**SUPPLIED INFORMATION:**

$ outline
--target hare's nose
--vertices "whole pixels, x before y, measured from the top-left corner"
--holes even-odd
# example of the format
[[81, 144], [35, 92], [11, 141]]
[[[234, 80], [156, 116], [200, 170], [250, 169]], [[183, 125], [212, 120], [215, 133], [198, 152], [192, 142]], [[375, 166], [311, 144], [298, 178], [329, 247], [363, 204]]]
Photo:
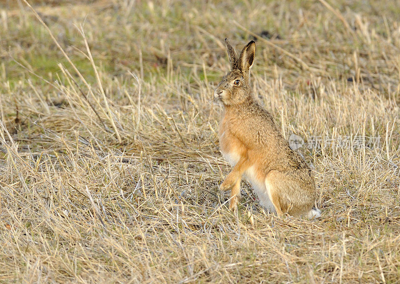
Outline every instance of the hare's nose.
[[217, 89], [214, 91], [214, 96], [216, 97], [219, 97], [220, 95], [222, 93], [222, 90], [220, 89]]

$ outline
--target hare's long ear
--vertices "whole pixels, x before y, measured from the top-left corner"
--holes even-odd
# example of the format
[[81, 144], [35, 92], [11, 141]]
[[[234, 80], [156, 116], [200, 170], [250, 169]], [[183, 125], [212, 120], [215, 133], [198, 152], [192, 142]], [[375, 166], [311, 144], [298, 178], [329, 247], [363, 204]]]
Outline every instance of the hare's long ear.
[[256, 53], [256, 42], [252, 40], [243, 48], [239, 58], [239, 69], [242, 72], [248, 76], [248, 69], [253, 65]]
[[230, 45], [230, 43], [228, 38], [225, 39], [225, 44], [226, 45], [226, 51], [228, 52], [229, 60], [230, 61], [230, 69], [232, 70], [238, 69], [239, 67], [238, 65], [238, 54], [236, 54], [236, 51], [234, 51], [234, 49]]

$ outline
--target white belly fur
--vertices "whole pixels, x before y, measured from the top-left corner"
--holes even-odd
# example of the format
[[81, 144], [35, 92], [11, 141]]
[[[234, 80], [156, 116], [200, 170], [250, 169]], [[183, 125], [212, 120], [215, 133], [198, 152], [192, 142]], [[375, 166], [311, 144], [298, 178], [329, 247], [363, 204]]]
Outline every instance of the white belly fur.
[[[240, 155], [235, 152], [222, 152], [225, 159], [234, 167], [240, 159]], [[250, 182], [256, 193], [258, 197], [261, 205], [270, 213], [275, 213], [275, 207], [271, 202], [269, 186], [266, 179], [264, 181], [258, 180], [256, 177], [254, 166], [250, 167], [244, 172], [244, 176]]]

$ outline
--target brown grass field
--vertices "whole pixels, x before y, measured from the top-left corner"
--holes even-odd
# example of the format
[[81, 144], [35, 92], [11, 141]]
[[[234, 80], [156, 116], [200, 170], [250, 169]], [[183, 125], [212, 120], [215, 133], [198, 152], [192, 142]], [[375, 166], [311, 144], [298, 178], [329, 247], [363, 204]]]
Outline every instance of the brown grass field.
[[[0, 1], [0, 283], [399, 283], [398, 1]], [[246, 182], [228, 210], [225, 37], [320, 219]]]

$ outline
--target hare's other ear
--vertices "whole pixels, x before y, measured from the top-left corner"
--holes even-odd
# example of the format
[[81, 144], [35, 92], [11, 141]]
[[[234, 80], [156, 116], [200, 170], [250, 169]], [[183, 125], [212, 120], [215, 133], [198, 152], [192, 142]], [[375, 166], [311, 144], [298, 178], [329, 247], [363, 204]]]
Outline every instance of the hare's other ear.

**YOUR GOAL:** Copy out every line of the data above, word for word, but leave the pictures out.

**EXERCISE OUTPUT:**
$ outline
--target hare's nose
--vertices "whole pixels, x before y, measured from the top-left corner"
--holes even-odd
# example of the format
[[81, 144], [35, 92], [11, 141]]
[[[234, 80], [156, 116], [200, 170], [250, 169]], [[183, 125], [212, 120], [215, 133], [198, 152], [192, 142]], [[375, 166], [311, 144], [298, 178], [329, 247], [363, 204]]]
Photo:
Outline every instance of the hare's nose.
[[217, 89], [214, 91], [214, 96], [216, 97], [219, 97], [220, 95], [222, 93], [222, 90], [220, 89]]

$ outline
--target hare's long ear
--vertices "whole pixels, x before y, measured from the top-left corner"
--holes even-odd
# example of the format
[[81, 144], [35, 92], [11, 141]]
[[[234, 80], [156, 116], [200, 170], [250, 169]], [[183, 125], [212, 120], [215, 133], [198, 152], [192, 142]], [[375, 166], [311, 144], [298, 178], [329, 247], [363, 204]]]
Outline every instance of the hare's long ear.
[[256, 53], [256, 42], [252, 40], [243, 48], [239, 58], [239, 69], [242, 72], [248, 76], [248, 69], [253, 65]]
[[230, 45], [230, 43], [228, 38], [225, 39], [225, 44], [226, 45], [226, 51], [228, 52], [229, 60], [230, 61], [230, 69], [232, 70], [238, 69], [239, 67], [238, 65], [238, 54], [236, 54], [236, 51], [234, 51], [234, 49]]

$ outline
--target white belly fur
--vertices "whole pixels, x before y, measured from the top-left corner"
--holes even-odd
# example of the format
[[81, 144], [35, 92], [11, 141]]
[[[234, 80], [156, 116], [200, 170], [250, 169]], [[183, 125], [212, 120], [215, 133], [198, 152], [192, 142]], [[375, 166], [311, 144], [298, 178], [329, 247], [363, 204]]]
Outline every instance of the white belly fur.
[[[240, 155], [235, 152], [222, 152], [225, 159], [234, 167], [240, 159]], [[250, 182], [256, 193], [258, 197], [261, 205], [270, 213], [275, 213], [275, 207], [271, 202], [269, 186], [266, 179], [264, 181], [258, 180], [256, 177], [254, 166], [250, 167], [244, 172], [244, 176]]]

$ outline
--target brown grass field
--vertices "whole pixels, x before y, measured from the top-left corner"
--holes even-odd
# example of the format
[[81, 144], [35, 92], [11, 141]]
[[[234, 80], [156, 116], [200, 170], [250, 169]], [[183, 125], [212, 120], [215, 133], [198, 152], [192, 142]], [[375, 166], [311, 144], [298, 178], [329, 247], [363, 204]]]
Outline every instance of the brown grass field.
[[[0, 1], [0, 283], [399, 283], [398, 1]], [[246, 182], [228, 210], [225, 37], [320, 219]]]

$ outline
--target hare's other ear
--vertices "whole pixels, x before y, measured from the top-left corner"
--holes even-odd
# example of the format
[[81, 144], [35, 92], [11, 141]]
[[[234, 80], [156, 116], [200, 170], [250, 169]], [[183, 125], [212, 120], [215, 133], [198, 152], [192, 142]], [[375, 166], [311, 144], [298, 178], [329, 247], [363, 204]]]
Outline every instance of the hare's other ear.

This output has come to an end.